Dataset entries
═══

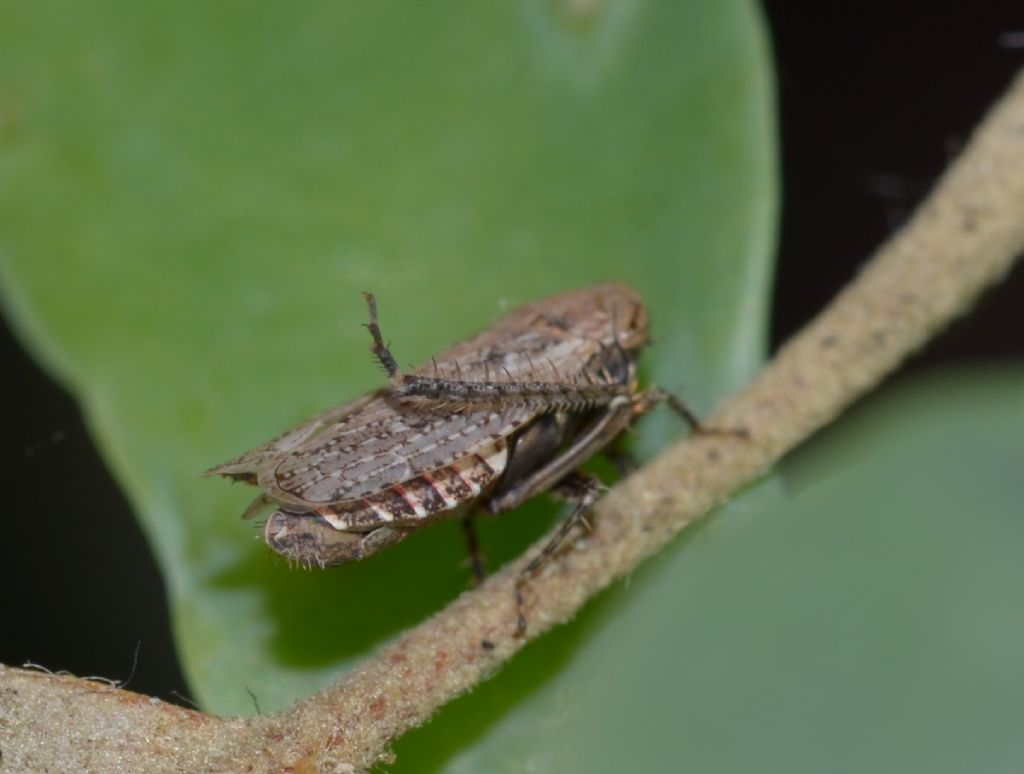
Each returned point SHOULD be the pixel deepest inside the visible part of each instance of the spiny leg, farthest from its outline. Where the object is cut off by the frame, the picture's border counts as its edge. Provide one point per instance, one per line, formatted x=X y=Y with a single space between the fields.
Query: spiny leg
x=654 y=395
x=574 y=393
x=473 y=549
x=580 y=488
x=380 y=349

═══

GIVEN PROBLEM. Present the data above as a JSON list of strings, with one string for each line and no blank lines, leaving out the picture.

FINAL ANSWER.
[
  "Each returned point SHOULD be the pixel deepest inside the visible part of each instance of the spiny leg, farthest from its outline. Where the object is cut off by the frame, the picture's border counts as its edge. Provide one point per instance, one per line, formatted x=X y=Y with a single space between the fields.",
  "Query: spiny leg",
  "x=654 y=395",
  "x=574 y=393",
  "x=473 y=549",
  "x=580 y=488",
  "x=380 y=349"
]